EXCERPTED TEXT:

::::::::::

In any case, it's great that the laptop comes ready with all the features needed for a virtual learning environment - you won't need to get an external webcam or mic, which might incur extra cost (and are extra pieces of equipment that your kids might lose or accidentally break).


Utilitarian keyboard and trackpad

The keyboard is surprisingly nice to type on. Due to the size of the chassis, the keys are slightly narrower than a full-sized keyboard, but the travel distance and tactility are very pleasant to the touch. There are also dedicated mute and print screen keys, which would come in handy in a classroom setting.

Unfortunately, the keyboard isn't back-lit, but you'd want your children to work in well-lit environments anyway so they don't wreck their eyes at a young age. In any case, it would serve as good touch typing training, should they want to sneak the laptop under the covers for clandestine calls with their classmates.

The trackpad is of average size, and of average performance. It certainly isn't as smooth as the glass surfaces of flagship laptop touchpads, but it definitely does the job well enough.


Well-rounded I/O

As for I/O, it's generous considering the size of laptop. On the left, you'll find the charging port, one USB 3.2 Gen 2 Type-C port with PD support (yes!), one USB-A port, and a HDMI 1.4 port. There's also a Kensington lock in case you want to keep it chained to the desk for whatever purpose.

On the right, you'll find another USB-A port, a headphone jack, a LAN port, as well as the power and volume buttons. If you're wondering why they're on the side instead of on the keyboard deck, this is pretty typical for devices that can be used in tablet mode as well, so the buttons remain accessible at all times.

You'll also noticed one blocked off port on this side - this is where the MicroSD card reader would go in units from other regions.


Great for the basics, with long-lasting battery life

In terms of performance, don't expect a powerhouse - after all, it's 'for studying, not gaming', right?

*cough * Yes Altitude *cough*

Powering this laptop up is an Intel Celeron N4500 processor, along with 4GB of DDR4-2400 RAM and 128GB of eMMC storage. Not necessarily the most impressive specs, but definitely enough for a young child's typical usage scenario, bar gaming.

I got up to 14 Microsoft Edge tabs before lagging, which is decent considering the modest hardware inside. Program start-up is slow as expected - for people like us who might have been spoiled by lightning-fast SSDs, at least. For the average child, I don't think they'd notice or mind at all.

In any case, there is room to install your own SSD inside, so you can easily give it a speed boost if desired.

The body of the laptop does get a little warm, which is normal seeing as there is no external ventilation as far as I can see. This can be a good thing, as it means there are fewer holes for your kids to accidentally spill stuff into (and you know they will). The modest capabilities also mean that there is little possibility for it to heat up to hazardous temperatures.

::::::::::

TASK LIST:
(1) From the laptop review, repeat the part that opens with the words containing "In any case, it's" and closes with "or accidentally break).".
(2) According to the laptop review, which processor powers the laptop?

DATA TO EXAMINE:

::::::::::

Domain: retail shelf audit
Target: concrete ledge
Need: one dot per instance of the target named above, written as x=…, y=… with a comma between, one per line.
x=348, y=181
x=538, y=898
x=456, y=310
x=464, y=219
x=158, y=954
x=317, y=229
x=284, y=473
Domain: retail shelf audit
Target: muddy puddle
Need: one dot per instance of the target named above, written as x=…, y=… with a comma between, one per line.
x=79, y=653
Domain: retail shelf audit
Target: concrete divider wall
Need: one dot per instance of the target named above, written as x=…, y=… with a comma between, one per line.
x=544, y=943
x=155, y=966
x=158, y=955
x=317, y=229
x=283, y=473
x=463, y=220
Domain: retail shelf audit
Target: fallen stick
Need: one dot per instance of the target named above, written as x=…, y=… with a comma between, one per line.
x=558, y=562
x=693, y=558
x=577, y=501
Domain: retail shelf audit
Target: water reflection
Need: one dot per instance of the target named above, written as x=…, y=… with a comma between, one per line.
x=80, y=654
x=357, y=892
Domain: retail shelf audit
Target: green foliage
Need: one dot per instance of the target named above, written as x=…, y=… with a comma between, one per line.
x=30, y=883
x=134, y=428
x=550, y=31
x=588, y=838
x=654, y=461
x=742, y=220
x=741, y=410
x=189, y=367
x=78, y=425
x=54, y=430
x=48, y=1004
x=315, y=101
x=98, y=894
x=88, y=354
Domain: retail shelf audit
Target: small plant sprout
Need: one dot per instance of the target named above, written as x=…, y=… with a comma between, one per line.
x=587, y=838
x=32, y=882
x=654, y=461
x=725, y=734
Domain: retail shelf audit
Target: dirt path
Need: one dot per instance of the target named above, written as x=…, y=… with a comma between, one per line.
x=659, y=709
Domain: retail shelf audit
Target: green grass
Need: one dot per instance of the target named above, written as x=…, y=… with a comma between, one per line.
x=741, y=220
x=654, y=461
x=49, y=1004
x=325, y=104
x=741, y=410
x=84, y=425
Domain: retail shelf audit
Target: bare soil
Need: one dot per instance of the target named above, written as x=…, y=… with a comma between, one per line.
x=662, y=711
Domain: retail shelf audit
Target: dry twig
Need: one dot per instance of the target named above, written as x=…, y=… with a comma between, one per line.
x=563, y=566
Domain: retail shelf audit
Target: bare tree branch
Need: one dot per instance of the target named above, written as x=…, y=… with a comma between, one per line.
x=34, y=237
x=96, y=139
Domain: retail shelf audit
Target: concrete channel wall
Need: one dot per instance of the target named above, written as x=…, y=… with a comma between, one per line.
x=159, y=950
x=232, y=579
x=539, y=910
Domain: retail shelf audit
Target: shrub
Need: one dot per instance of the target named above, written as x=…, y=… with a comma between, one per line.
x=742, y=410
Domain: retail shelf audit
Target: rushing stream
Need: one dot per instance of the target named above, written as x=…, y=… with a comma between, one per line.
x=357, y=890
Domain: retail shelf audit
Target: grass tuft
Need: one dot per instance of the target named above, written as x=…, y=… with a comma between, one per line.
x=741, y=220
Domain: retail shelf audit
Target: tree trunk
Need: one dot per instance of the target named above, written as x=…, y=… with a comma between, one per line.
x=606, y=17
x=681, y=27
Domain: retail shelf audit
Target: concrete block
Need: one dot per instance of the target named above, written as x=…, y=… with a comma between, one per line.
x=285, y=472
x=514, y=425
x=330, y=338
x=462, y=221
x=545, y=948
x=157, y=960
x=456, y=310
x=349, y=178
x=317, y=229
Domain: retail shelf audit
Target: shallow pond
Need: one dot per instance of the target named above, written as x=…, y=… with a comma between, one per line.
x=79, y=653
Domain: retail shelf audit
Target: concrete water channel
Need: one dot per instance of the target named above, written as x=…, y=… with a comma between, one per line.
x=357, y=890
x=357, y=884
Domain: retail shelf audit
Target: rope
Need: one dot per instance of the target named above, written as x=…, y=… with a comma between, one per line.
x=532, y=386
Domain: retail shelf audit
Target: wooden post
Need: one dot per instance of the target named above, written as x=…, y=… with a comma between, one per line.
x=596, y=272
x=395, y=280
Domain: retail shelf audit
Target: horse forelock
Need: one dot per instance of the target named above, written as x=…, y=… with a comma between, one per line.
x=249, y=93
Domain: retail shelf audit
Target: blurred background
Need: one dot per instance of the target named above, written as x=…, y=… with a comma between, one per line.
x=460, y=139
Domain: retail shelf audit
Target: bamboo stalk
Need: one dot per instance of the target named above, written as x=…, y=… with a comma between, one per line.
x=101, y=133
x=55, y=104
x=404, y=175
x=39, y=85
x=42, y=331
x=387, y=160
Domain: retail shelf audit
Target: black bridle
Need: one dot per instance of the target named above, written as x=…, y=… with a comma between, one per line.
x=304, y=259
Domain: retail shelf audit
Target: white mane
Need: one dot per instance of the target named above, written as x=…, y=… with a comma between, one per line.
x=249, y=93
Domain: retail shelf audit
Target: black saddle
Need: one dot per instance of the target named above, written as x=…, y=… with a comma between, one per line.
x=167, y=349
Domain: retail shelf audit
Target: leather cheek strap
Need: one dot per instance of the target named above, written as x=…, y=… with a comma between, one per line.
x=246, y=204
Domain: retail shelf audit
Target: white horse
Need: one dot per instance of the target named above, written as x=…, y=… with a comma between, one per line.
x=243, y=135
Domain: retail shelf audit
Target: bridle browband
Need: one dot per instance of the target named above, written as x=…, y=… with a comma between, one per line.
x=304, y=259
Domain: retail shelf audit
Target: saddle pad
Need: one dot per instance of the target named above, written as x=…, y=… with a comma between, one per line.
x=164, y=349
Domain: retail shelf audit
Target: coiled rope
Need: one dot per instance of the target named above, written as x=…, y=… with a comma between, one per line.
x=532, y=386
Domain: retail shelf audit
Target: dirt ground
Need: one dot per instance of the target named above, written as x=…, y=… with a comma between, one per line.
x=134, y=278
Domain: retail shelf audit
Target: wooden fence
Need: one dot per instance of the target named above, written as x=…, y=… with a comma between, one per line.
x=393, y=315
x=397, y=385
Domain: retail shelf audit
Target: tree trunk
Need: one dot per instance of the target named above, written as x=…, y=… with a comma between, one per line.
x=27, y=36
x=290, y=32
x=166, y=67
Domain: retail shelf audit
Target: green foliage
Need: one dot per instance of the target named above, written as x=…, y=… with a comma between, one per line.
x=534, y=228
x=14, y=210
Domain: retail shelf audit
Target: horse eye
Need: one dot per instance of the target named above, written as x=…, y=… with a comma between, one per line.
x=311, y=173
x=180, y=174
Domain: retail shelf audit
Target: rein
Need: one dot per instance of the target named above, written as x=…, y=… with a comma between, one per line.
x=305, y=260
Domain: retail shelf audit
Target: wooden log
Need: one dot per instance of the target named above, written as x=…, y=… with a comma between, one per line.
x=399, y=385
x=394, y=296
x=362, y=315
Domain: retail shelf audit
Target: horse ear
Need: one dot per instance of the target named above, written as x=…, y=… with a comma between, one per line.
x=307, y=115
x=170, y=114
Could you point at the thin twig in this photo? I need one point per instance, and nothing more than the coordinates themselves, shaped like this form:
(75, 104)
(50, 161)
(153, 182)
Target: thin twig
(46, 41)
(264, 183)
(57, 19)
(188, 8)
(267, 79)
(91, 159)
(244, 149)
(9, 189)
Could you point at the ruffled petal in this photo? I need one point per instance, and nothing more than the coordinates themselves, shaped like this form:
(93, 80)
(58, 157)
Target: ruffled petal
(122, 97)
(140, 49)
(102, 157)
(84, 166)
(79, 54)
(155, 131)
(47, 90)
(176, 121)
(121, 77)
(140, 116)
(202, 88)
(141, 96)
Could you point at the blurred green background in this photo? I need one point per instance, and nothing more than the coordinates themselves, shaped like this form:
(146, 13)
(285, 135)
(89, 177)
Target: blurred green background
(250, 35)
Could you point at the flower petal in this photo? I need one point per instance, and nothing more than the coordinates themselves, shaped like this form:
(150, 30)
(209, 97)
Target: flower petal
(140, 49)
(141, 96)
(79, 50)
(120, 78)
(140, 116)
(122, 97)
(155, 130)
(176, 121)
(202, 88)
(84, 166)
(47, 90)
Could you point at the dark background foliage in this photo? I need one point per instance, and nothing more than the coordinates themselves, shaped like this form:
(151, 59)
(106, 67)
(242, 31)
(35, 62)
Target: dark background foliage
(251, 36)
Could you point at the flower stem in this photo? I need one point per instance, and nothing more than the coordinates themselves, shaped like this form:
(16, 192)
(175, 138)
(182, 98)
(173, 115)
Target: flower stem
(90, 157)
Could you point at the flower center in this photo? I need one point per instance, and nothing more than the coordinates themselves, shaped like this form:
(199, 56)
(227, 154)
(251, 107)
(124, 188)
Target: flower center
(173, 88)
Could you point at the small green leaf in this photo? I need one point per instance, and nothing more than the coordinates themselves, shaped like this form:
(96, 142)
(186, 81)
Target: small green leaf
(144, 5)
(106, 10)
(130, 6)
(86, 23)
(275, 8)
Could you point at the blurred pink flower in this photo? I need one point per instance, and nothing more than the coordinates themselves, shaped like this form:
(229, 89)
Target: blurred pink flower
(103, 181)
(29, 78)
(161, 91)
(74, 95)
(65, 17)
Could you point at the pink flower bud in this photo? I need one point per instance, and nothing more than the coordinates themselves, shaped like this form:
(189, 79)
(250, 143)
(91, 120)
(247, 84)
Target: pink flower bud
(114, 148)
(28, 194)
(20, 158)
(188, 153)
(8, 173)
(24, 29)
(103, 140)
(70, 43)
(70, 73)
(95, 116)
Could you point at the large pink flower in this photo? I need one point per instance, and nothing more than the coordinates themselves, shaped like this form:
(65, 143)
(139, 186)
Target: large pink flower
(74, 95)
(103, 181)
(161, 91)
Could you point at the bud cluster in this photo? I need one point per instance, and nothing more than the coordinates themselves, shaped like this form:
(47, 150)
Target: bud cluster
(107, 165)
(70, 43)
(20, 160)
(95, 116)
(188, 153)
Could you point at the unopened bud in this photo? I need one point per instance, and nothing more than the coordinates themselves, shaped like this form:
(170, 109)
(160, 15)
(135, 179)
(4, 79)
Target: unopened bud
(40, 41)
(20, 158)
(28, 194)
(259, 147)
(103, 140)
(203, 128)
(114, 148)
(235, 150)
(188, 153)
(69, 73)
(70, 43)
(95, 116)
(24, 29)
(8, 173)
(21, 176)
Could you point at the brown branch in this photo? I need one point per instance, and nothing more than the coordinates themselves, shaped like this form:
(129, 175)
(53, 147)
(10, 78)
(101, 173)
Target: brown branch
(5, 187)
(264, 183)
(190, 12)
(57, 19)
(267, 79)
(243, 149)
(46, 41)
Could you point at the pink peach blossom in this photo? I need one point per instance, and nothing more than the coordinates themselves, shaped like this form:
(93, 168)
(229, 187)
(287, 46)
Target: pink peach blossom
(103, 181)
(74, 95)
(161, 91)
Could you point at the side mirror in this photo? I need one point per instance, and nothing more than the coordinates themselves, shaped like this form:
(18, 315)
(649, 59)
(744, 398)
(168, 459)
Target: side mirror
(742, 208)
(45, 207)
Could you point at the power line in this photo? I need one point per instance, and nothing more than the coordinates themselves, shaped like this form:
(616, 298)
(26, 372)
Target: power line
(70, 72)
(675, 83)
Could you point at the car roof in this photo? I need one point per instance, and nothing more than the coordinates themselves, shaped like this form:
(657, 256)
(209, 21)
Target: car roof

::::::::::

ANSWERS FOR THE TASKS:
(1)
In any case, it's great that the laptop comes ready with all the features needed for a virtual learning environment - you won't need to get an external webcam or mic, which might incur extra cost (and are extra pieces of equipment that your kids might lose or accidentally break).

(2) An Intel Celeron N4500.